● **Passage**:

'''

Thanks for the response. This covers how we can upgrade to 2008 DC but not how to restore a DC from backup. As stated I've tried two methods and both have failed. Commvault which was non-authoritative restore (not sure I mentioned that) and restoring from VM snapshot using vRanger. Which is the best method for restoring a DC and the steps involved?

Thanks
Ok, I've managed to get the restored DC working now. Had to delete secondary DC and the site that DC is a member of. So in DR scenario if AD become corrupt, after shutting down both DCs, it would be possible to restore a DC from the vRanger backup then promote a member server to bring back the second DC. Still haven't worked out how to restore using Commvault but the vRanger option is quicker and simpler.

 
Hi,

I think the only real supported way from microsoft is to restore from a systemstate backup. But it isn't that easy to be honest. Only had the issue once at our company thankfully we had a guy who had worked for microsoft with AD issues so he knew what to do.

I would not rely on snapshots since they arn't always 100%

This article covers backup / restore of: http://technet.microsoft.com/en-us/library/bb727048.aspx
Thanks for the link, I've read through it and are going to try system state restore again on Monday. In the meantime I've been reading more on snapshoting DCs and found a very interesting discussion.

'''

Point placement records
'''

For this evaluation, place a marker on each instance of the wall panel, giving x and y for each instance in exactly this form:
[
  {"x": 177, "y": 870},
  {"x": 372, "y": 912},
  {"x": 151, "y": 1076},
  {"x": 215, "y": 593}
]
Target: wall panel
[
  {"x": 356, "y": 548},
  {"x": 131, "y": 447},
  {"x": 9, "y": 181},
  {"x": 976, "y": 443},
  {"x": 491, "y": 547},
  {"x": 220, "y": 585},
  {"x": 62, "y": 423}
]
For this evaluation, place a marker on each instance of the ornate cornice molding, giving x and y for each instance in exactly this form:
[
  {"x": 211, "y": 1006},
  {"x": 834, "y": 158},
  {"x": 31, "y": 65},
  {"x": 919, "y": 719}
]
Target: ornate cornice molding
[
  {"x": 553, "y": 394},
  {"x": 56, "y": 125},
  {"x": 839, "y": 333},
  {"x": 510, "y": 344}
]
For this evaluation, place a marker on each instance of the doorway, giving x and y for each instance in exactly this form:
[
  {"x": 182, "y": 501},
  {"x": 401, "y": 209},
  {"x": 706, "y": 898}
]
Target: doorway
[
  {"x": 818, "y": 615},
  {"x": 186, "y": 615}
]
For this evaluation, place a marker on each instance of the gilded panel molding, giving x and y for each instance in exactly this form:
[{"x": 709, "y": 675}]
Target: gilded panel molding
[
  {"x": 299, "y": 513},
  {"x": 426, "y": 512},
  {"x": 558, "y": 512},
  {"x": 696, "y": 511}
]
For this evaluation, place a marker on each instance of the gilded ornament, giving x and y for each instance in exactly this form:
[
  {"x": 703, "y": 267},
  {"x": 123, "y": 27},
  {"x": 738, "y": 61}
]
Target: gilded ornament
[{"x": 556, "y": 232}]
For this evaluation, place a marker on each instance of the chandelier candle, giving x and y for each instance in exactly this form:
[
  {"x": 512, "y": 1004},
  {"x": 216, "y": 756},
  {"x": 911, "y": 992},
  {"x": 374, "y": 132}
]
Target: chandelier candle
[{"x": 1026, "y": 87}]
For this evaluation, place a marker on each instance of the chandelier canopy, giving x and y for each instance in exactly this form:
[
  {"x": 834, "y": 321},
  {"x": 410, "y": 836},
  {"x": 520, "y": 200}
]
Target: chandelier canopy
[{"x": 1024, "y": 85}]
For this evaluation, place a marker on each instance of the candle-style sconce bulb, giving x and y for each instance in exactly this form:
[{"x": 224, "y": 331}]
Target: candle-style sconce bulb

'''

● **Exercise directions**: Carry on the forum thread about restoring a domain controller, starting after its final sentence. The data come from a separate source.

● **Exercise result**:
http://communities.vmware.com/message/1546097
Have now successfully restored from Commvault after much trial and error. It's known issue that Microsoft is aware of, when the RID master is on the PDC in a two DC environment with replication enabled. Am getting the same problem restoring from vRanger too.

http://support.microsoft.com/?kbid=822053

Steps to restore a DC using Commvault are:

1.      Boot in Directory Services Restore Mode
2.      Authoritative Restore of System State and C: drive, force overwrite
3.      Reboot back into Directory Services Restore Mode and log in as Administrator using the DSRM restore password.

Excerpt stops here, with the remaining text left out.